Exercise input ->
========================================

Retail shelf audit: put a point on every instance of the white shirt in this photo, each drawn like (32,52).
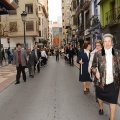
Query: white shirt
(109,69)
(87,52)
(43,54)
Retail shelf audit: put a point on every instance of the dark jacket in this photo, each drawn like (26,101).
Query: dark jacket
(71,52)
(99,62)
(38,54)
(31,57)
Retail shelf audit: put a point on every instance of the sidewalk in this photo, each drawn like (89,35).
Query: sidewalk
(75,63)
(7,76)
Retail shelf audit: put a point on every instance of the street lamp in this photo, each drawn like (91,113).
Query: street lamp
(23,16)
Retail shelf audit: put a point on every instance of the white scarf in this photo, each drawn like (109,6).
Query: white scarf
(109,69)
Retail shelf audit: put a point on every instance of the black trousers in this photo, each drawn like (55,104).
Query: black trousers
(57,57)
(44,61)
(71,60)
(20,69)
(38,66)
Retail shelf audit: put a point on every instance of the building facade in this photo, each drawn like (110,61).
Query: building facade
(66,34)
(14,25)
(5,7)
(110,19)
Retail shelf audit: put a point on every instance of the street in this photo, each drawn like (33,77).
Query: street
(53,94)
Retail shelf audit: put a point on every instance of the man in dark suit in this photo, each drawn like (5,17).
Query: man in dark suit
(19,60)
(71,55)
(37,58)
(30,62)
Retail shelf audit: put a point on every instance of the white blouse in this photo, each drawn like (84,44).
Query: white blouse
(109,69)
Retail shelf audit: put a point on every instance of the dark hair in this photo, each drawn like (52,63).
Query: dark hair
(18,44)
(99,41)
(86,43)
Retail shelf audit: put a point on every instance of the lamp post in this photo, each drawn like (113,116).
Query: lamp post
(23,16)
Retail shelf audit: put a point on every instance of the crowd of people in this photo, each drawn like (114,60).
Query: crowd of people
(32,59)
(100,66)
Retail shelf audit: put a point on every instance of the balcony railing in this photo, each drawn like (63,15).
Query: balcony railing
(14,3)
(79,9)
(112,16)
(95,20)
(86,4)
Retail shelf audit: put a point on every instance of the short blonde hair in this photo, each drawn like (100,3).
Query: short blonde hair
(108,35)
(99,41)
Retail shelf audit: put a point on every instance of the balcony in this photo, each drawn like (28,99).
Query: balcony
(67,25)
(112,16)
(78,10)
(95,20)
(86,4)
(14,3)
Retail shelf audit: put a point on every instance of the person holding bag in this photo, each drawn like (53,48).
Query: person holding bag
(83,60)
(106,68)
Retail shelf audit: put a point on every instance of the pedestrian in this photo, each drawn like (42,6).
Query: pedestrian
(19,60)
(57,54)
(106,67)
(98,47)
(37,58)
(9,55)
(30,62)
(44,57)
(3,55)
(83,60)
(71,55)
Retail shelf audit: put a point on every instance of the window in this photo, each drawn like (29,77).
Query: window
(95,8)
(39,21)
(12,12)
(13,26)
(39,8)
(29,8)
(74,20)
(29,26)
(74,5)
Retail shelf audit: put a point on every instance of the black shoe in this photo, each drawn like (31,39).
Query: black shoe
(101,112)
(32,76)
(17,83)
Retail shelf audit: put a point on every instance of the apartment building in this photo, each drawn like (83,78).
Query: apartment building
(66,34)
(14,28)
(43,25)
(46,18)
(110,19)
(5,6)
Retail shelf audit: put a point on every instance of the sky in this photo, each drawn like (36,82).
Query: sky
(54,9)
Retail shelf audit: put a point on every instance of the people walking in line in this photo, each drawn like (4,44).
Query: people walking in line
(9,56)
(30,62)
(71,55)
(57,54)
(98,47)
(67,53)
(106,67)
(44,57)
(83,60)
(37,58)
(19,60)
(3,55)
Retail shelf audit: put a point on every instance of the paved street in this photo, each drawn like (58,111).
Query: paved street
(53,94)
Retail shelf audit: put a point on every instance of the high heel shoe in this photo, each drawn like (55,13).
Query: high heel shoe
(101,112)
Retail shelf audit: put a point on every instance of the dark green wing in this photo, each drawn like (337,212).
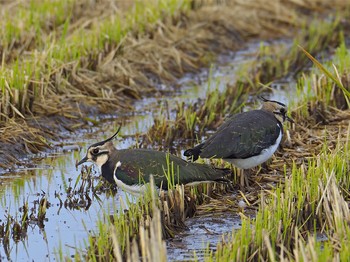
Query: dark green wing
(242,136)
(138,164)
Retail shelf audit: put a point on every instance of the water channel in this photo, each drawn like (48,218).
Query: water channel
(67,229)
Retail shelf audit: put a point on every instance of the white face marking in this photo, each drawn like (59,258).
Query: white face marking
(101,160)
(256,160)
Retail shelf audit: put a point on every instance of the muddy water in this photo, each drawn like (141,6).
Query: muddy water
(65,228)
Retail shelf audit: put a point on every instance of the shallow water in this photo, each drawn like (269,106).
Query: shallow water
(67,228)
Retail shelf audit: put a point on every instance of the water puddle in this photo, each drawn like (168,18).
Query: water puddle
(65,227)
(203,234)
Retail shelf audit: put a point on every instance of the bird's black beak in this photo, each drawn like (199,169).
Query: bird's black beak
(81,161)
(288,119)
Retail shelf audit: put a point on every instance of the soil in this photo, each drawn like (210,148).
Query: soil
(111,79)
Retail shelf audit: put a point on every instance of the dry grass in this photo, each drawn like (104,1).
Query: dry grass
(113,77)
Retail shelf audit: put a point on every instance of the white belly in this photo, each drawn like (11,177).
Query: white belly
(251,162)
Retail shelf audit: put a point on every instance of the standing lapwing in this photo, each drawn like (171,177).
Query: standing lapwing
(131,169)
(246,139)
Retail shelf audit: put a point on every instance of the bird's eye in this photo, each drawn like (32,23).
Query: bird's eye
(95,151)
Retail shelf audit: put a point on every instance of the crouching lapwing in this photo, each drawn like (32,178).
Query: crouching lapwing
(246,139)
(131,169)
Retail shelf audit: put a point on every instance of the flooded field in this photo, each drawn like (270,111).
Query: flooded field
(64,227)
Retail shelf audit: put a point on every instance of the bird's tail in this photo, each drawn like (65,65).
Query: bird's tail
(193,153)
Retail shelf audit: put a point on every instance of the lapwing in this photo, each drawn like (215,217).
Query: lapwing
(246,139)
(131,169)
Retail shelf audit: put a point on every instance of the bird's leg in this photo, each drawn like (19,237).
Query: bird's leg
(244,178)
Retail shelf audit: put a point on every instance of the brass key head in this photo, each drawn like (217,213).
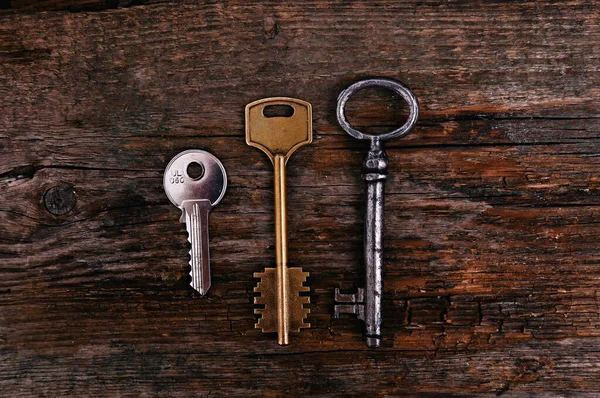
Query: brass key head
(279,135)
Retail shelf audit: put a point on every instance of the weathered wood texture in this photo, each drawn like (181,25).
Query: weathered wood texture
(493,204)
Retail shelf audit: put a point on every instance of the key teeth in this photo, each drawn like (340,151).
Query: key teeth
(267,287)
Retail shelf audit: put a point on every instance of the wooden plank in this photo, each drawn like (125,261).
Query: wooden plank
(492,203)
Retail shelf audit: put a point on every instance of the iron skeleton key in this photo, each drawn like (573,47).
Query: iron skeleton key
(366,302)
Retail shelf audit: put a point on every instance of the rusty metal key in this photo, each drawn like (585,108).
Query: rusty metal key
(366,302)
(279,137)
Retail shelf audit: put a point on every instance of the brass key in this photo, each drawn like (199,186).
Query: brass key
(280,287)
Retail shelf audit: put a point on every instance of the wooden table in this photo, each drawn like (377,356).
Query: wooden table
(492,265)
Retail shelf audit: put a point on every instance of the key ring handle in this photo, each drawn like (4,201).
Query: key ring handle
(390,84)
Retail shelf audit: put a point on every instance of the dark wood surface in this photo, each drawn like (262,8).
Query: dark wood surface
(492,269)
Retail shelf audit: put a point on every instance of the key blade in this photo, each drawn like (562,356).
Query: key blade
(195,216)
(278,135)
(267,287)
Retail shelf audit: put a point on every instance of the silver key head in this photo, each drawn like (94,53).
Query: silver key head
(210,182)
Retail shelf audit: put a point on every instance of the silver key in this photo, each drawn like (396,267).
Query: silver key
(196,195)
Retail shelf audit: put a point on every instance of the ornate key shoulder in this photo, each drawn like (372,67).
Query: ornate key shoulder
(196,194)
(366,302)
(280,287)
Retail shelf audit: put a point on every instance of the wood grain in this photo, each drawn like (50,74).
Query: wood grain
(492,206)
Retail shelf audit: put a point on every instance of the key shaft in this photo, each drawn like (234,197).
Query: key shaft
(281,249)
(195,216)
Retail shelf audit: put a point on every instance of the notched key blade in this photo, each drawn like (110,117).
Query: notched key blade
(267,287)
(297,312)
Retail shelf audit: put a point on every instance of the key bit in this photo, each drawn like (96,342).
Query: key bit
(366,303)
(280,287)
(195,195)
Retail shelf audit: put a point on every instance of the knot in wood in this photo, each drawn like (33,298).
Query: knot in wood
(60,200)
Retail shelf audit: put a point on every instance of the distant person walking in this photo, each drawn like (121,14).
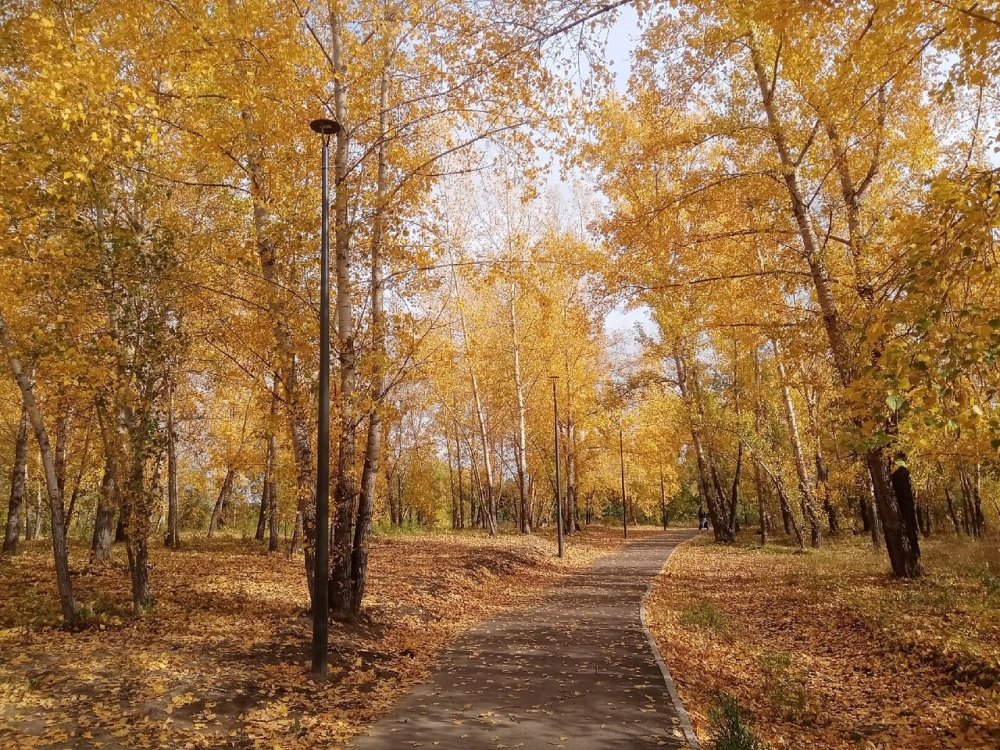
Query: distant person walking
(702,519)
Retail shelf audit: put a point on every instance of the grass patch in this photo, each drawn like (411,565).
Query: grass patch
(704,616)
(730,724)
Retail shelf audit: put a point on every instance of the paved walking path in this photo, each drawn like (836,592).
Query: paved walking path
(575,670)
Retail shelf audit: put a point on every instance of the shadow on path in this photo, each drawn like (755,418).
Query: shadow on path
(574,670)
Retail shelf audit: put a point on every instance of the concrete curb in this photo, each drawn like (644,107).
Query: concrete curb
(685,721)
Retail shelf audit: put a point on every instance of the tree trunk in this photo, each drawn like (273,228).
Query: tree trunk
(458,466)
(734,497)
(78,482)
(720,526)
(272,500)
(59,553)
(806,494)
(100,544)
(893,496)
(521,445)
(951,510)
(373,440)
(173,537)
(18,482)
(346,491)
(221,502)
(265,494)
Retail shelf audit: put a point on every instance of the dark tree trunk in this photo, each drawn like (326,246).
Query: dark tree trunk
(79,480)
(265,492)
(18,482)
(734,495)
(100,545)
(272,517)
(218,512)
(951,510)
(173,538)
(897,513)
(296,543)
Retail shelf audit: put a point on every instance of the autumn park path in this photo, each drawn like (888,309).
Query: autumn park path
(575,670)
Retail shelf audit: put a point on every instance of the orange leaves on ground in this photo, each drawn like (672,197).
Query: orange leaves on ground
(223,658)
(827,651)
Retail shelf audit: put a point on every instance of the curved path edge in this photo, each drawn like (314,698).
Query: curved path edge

========================================

Directions -> Repeat, with no changes, each line from the one with "drawn like (273,228)." to the end of the listing, including both ends and nothing else.

Output for this exercise ->
Retail shelf audit: put a point on every instance of the tree trunk in this photo, each drawn like (273,228).
Query: tree trunk
(458,466)
(734,497)
(78,482)
(720,526)
(272,500)
(59,553)
(806,494)
(100,544)
(893,496)
(521,445)
(951,510)
(373,440)
(173,537)
(18,482)
(346,491)
(221,502)
(265,494)
Retail shelf audit: put a point on every instance of the dark tree trunk in this photo, each drawn like (326,246).
Query: dark tree trunk
(79,480)
(265,492)
(18,482)
(734,495)
(100,545)
(272,517)
(218,512)
(951,510)
(173,538)
(897,513)
(296,543)
Retail shelf audit: put a point on every instance of the autumn park path in this photo, each drawn like (888,309).
Query: autumn park path
(575,670)
Retail shelf audit: put a point on every instance of the orange leaves on ground in this photo, each drawn like (672,197).
Query: orange leaves on ground
(223,658)
(827,651)
Retail shelf audit: put a point on every instance of the curved path edge in this photo, each drawn like (314,698).
Query: curved path edge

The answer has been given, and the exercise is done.